Provided text:
####################

Mexico Adoption Overview
Open Door is proud to offer an adoption program in Mexico. Mexico is a Hague country, and therefore all adoptions from Mexico must meet the requirements of the Hague Convention. Children available for adoption are generally 9 years of age or older or sibling groups. Children younger than 9 can be adopted if they have special needs. Relative children are also eligible for international adoption.
Adoption between the United States and Mexico is governed by the Hague Adoption Convention. Therefore, to adopt from Mexico, you must first be found eligible to adopt by the U.S. Government. The U.S. Government agency responsible for making this determination is the Department of Homeland Security, U.S. Citizenship and Immigration Services (USCIS).
In addition to these U.S. requirements for prospective adoptive parents, Mexico also has the following eligibility requirements for prospective adoptive parents:
- Must be a married couple for at least 2 1/2 years or a single female
- Must be over 25 years old, and at least 17 years older than the adopted child. If married, only one parent must meet the age requirement
- Must demonstrate the financial means to support the physical and educational needs of an adopted child
- Must be able to meet Mexico’s travel requirements. Both parents must attend all required trips; one parent can come home at certain points during the third trip if needed, but there are certain steps where both parents are required to be in-country. There are two to three required trips to complete the adoption
- The first trip is a week in-country to meet and get to know the child.

####################

Dataset content:
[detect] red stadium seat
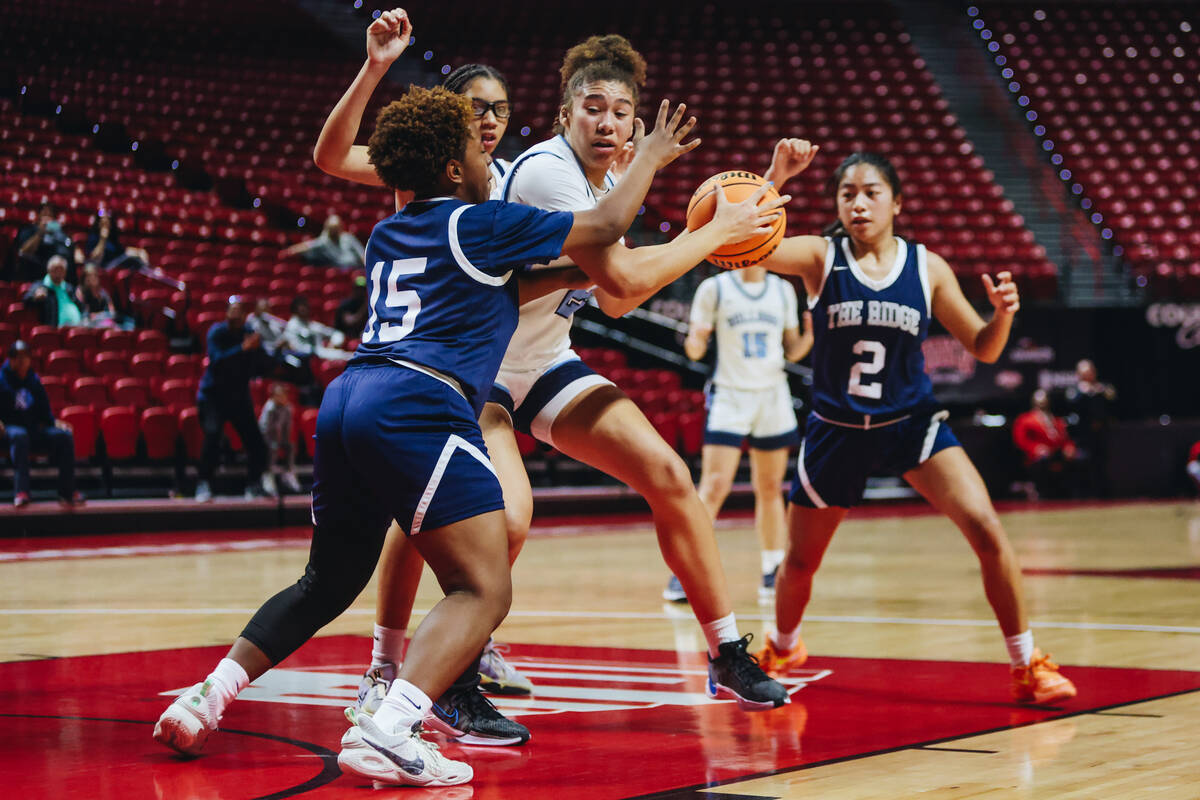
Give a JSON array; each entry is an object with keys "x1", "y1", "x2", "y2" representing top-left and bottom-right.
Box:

####################

Exercise objective: Continue the Mexico adoption overview, starting right after its last sentence. The data here come from a separate source and are not related to the text.

Task output:
- The second trip is usually 1-2 days and depends on whether the judge requires the adopting parents to attend court.
- The final trip is to pick up your child and complete the immigration process. This trip is approximately four weeks in-country although it may vary by case
- Adopting families must be of the Christian faith
Children available for international adoption are generally nine years of age or older, or sibling groups. Children younger than nine can be adopted if they have special needs. Relative children are also eligible for international adoption.
The adoption process begins with an application to The Open Door Adoption Agency (downloadable from our website), a Service Agreement, followed by a home study, United States Citizen and Immigration Services (USCIS) application I800A, and other dossier documents required by the country of Mexico. For most families, the process of completing the dossier takes about six months.
Once the U.S. Government determines that you are “eligible” and “suitable” to adopt, your documents will be translated and we will forward your information to the Central Authority in Mexico. Documents are sent to the Secretaria de Relaciones Exteriores (SRE), the National System for Integral Family Development (National DIF), and finally the State DIF of the state in which you are applying to adopt from. The Adoption committee reviews your dossier and introduces the family profile in one of their committee meetings.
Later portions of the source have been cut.